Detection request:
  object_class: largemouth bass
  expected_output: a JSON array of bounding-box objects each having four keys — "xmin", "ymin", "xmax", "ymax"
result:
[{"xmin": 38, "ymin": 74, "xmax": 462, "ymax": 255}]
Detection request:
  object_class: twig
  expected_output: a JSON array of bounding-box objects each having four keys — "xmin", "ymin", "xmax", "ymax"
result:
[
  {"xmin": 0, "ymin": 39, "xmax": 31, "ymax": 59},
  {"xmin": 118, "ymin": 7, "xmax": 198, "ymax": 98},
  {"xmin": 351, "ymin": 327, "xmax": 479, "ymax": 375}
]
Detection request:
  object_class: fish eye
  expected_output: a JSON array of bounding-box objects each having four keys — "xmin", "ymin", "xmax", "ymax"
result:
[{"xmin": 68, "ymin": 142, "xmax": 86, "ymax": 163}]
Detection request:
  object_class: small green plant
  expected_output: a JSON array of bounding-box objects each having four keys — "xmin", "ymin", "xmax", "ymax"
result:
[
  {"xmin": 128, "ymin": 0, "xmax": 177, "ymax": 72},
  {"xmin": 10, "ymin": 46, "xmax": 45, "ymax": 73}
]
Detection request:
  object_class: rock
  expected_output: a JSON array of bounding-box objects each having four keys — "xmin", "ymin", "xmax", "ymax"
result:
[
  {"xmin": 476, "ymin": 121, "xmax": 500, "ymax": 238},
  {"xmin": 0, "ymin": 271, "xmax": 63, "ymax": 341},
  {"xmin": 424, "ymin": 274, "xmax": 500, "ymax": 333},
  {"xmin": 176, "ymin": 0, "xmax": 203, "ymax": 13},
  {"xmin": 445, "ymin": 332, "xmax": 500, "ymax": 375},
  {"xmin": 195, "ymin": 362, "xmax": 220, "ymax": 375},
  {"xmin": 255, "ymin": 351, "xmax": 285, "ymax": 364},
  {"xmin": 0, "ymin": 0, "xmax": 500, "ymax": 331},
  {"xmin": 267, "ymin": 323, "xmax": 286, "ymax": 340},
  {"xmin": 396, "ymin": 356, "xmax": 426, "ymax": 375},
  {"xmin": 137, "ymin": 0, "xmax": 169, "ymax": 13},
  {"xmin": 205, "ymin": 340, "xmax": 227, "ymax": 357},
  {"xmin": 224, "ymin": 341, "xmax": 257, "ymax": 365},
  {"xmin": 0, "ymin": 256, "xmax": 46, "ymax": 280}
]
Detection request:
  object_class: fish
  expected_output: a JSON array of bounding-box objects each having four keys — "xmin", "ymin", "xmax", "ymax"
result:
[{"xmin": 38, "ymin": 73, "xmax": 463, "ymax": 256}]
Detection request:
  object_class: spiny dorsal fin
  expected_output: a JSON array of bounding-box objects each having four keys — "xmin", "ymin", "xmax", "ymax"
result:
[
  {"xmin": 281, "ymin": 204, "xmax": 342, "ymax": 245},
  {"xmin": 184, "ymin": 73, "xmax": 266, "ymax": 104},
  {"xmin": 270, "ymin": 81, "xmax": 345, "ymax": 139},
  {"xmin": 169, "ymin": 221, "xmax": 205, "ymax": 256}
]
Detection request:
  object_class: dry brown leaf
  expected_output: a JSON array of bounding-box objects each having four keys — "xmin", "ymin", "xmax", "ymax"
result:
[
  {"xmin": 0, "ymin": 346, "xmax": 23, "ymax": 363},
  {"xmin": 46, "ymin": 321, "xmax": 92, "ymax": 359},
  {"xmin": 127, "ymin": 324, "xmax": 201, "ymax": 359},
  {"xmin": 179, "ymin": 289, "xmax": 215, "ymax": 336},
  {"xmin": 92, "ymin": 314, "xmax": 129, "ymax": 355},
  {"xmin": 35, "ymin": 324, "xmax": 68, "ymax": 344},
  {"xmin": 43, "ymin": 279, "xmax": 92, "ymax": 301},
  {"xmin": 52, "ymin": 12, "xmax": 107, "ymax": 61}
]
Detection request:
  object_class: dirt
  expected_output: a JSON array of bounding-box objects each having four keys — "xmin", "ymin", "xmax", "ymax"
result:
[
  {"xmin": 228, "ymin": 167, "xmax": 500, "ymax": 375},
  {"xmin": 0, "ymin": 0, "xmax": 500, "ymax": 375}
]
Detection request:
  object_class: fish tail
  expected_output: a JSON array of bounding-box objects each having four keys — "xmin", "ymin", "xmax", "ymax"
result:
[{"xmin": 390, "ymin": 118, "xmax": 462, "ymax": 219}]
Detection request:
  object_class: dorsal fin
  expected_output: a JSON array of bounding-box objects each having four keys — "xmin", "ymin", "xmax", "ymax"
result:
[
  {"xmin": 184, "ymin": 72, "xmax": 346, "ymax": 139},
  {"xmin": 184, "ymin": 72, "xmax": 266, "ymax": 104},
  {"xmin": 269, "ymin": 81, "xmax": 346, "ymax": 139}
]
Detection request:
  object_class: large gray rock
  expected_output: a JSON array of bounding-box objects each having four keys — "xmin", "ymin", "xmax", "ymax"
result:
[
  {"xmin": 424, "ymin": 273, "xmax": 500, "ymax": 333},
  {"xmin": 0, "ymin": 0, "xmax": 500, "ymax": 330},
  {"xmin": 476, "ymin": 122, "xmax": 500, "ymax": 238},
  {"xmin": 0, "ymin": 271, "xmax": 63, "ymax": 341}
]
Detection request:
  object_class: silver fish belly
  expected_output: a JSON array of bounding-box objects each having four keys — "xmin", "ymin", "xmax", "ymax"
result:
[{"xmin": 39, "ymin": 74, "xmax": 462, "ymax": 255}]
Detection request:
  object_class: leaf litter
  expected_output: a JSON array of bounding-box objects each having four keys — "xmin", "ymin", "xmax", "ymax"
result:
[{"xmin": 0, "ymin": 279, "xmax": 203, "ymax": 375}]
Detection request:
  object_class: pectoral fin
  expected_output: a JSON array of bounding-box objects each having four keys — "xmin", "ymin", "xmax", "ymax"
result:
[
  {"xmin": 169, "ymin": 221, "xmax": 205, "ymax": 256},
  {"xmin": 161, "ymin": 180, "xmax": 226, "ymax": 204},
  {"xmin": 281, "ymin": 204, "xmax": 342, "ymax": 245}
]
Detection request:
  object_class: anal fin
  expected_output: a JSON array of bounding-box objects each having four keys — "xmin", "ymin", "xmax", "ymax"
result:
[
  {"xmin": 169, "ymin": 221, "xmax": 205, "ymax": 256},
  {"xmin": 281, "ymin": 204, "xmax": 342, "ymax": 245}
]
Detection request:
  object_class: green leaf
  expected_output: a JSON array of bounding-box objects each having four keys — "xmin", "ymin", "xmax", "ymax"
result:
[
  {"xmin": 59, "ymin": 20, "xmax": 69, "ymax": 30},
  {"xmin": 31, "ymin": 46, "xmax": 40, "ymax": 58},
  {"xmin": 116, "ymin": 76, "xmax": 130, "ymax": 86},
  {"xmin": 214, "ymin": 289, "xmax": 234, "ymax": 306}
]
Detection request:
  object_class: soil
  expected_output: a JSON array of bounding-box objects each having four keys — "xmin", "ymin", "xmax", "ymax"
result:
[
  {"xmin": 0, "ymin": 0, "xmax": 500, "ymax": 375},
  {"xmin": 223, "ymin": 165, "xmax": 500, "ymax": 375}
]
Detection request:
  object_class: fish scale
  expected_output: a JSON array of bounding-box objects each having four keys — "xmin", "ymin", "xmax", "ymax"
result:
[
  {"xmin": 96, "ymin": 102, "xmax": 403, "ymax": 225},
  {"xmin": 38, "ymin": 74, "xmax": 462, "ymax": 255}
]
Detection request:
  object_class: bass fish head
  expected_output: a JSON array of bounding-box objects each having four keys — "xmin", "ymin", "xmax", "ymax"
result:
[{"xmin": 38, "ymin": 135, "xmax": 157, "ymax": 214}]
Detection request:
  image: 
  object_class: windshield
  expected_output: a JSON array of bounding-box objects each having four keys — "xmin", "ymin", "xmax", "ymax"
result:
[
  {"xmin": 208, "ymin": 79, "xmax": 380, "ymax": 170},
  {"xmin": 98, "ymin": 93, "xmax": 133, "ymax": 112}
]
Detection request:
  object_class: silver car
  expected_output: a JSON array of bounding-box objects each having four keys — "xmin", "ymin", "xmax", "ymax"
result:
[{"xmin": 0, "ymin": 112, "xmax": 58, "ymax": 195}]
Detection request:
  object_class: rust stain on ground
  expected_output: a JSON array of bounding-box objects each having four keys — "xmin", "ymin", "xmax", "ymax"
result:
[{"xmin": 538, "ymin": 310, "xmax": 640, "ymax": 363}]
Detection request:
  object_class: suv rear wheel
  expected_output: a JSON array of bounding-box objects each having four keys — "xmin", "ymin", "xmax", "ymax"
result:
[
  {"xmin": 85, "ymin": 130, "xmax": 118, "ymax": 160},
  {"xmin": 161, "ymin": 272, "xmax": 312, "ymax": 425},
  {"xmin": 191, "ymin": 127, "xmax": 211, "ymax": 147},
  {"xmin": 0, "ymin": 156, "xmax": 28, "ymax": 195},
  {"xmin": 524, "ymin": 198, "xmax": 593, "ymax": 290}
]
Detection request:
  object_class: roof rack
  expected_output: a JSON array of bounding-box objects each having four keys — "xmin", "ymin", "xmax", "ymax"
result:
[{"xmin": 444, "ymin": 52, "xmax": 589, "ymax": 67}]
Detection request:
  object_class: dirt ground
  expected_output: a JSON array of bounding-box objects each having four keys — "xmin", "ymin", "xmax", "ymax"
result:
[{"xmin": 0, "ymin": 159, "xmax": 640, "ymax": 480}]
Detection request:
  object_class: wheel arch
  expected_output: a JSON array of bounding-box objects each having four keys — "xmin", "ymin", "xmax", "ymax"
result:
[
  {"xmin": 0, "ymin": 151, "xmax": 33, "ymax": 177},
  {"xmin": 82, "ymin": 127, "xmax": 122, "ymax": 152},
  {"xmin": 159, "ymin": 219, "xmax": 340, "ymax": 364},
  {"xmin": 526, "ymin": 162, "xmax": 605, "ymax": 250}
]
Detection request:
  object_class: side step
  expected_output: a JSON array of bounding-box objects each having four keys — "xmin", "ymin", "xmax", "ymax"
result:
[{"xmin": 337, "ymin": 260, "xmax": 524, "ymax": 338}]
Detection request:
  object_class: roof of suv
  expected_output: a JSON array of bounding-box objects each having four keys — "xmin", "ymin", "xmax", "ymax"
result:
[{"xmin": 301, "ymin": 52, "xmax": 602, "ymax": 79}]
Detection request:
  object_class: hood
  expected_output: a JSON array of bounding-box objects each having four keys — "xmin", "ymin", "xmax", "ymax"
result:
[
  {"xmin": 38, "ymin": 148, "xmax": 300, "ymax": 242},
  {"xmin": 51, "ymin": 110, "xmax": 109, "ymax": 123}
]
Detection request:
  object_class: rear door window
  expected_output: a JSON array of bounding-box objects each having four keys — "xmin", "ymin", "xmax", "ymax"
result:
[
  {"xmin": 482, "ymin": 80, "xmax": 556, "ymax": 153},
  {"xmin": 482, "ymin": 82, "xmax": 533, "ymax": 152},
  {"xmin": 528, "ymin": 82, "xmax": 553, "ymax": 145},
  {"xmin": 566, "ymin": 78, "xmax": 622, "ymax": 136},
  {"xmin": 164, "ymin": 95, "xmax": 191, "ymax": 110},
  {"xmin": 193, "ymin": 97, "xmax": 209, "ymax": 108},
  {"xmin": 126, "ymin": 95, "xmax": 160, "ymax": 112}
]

■ ■ ■ ■

Énoncé: Repérez toutes les lignes des entrées ci-dessus où figure le mot « dorsal », puis recopiez-les.

Réponse:
  object_class: spiny dorsal fin
  object_class: dorsal fin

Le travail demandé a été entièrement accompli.